**Metin**
Doğal kaynaklar ve atıklar alanında, Avrupa'nın atık yönetiminde, düzenli atık depolama sahalarından geri dönüşüme ve önleyici tedbirlere doğru sürekli bir kayma gerçekleştirilmiştir. Yine de AB-27 ülkelerinde 2006'da üretilen 3 milyon ton toplam atığın yarısı, düzenli atık depolama sahalarına dökülmüştür.
Kaynak kullanımı artmakla birlikte, bu artış, ekonomik çıktıdan daha yavaş bir hızda gerçekleşmektedir. Bağlardaki bu kısmî kopuş ümit vericidir. Ancak Avrupa hâlâ gittikçe daha çok kaynak kullanmaktadır. Sözgelimi AB-12 ülkelerinde kaynak kullanımı, 2000'den 2007'ye kadarki dönemde % 34 artmıştır. Kaldı ki ürettiğimizden daha fazlasını tüketmekteyiz; şu anda Avrupa'da kullanılan kaynakların % 20'den fazlası (özellikle yakıtlar ve madencilik ürünleri) ithal edilmektedir. Dolayısıyla, Avrupa'daki tüketim, Avrupa'ya ihracat yapan ülkelerde ve bölgelerde çevre üzerinde önemli etkilere yol açmaktadır. Su tüketimiyse tüm Avrupa'da istikrar göstermekte veya azalmaktadır ama bazı ülkelerde ve nehir havzalarında kaynaklar aşırı harcanmıştır (ve durumun daha da kötüye gitmesi riski mevcuttur).

**Yapılacak görevler**
a - Avrupa'da kaynak kullanımı ve atıklar üzerine olan metindeki şu cümleyi İngilizceye çevirin: "Sözgelimi AB-12 ülkelerinde kaynak kullanımı, 2000'den 2007'ye kadarki dönemde % 34 artmıştır."
b - Avrupa'da kaynak kullanımı ve atıklar üzerine olan metni son cümlesinden sonra sürdürün.
Aşağıdaki satırlar metinden bağımsız, ayrı bir malzemedir.

[Bir veri kümesinden kayıtlar]

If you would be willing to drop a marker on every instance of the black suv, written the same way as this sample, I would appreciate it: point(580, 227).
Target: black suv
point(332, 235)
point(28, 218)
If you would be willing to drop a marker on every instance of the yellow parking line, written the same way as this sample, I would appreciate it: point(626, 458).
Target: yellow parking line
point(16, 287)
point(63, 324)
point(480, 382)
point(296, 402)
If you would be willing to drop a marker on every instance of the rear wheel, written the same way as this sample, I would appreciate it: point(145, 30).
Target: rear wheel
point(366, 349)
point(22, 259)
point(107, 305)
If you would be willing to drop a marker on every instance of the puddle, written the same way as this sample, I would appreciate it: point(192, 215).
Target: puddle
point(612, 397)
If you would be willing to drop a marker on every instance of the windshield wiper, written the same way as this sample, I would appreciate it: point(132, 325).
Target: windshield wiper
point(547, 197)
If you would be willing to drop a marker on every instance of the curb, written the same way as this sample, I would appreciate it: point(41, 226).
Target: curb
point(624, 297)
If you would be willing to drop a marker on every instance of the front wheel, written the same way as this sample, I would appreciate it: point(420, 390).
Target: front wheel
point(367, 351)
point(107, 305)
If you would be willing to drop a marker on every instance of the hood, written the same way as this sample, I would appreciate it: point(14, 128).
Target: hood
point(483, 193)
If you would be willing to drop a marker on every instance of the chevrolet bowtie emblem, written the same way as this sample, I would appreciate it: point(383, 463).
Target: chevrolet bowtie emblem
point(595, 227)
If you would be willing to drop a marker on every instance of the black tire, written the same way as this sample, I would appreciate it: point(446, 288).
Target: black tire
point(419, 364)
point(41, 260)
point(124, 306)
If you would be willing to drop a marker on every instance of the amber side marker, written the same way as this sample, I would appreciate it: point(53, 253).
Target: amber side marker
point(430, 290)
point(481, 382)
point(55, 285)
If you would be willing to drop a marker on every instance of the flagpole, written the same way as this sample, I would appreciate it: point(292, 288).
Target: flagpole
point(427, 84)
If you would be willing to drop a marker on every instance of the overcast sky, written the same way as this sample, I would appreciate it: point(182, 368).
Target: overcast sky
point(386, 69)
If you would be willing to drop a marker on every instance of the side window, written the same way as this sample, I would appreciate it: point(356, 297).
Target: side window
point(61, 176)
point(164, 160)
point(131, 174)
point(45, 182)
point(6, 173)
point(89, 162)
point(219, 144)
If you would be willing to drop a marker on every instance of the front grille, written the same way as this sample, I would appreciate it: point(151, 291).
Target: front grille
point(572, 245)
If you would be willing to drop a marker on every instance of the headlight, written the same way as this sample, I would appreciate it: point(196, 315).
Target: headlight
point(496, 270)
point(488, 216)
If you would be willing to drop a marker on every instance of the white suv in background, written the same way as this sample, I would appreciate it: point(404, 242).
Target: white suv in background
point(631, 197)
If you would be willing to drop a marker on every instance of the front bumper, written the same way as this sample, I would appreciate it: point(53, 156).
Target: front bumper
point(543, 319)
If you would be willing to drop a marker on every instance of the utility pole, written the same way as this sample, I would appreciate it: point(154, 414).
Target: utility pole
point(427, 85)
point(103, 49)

**Son cevaplar**
a - For example, in the EU-12 countries, resource use increased by 34% in the period from 2000 to 2007.

b -
Çevre, sağlık ve yaşam kalitesi alanında, su ve hava kirliliği azalmıştır. Ortam havasındaki sülfür dioksit (SO2) ve karbon monoksit (CO) düzeylerinde hatırı sayılır azaltmalar gerçekleştirilmiş, ayrıca nitrojen oksit (NOX) düzeylerinde önemli azaltmalar yapılmıştır. Kurşunsuz benzinin kullanıma sokulmasıyla, aynı zamanda kurşun konsantrasyonları da önemli oranda gerilemiştir.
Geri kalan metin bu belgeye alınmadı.